Transcribe the listing in full, excluding any pictures.

(Polygon annotations for photos)
==*==

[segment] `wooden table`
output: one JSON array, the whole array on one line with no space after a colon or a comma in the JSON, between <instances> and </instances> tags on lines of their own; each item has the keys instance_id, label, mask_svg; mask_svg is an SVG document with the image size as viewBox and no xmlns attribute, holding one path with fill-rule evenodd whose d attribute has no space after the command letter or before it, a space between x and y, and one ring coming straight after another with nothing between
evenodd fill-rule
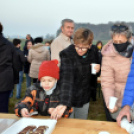
<instances>
[{"instance_id":1,"label":"wooden table","mask_svg":"<svg viewBox=\"0 0 134 134\"><path fill-rule=\"evenodd\" d=\"M0 114L0 118L20 119L14 114ZM33 116L32 118L46 119L49 117ZM65 118L58 120L52 134L99 134L101 131L108 131L110 134L127 134L124 129L120 128L117 123L114 122Z\"/></svg>"}]
</instances>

==*==

Result »
[segment] `wooden table`
output: one JSON array, the whole array on one line with no space after a colon or a comma in the JSON, between <instances> and </instances> tags on lines of their own; each item has the keys instance_id, label, mask_svg; mask_svg is an SVG document with the image size as viewBox and no xmlns attribute, holding one path with fill-rule evenodd whose d attribute has no space after the command letter or before it, a space between x and y, and one ring coming straight after another with nothing between
evenodd fill-rule
<instances>
[{"instance_id":1,"label":"wooden table","mask_svg":"<svg viewBox=\"0 0 134 134\"><path fill-rule=\"evenodd\" d=\"M0 114L0 118L20 119L14 114ZM33 116L32 118L46 119L49 117ZM65 118L58 120L52 134L99 134L101 131L108 131L110 134L127 134L124 129L120 128L117 123L114 122Z\"/></svg>"}]
</instances>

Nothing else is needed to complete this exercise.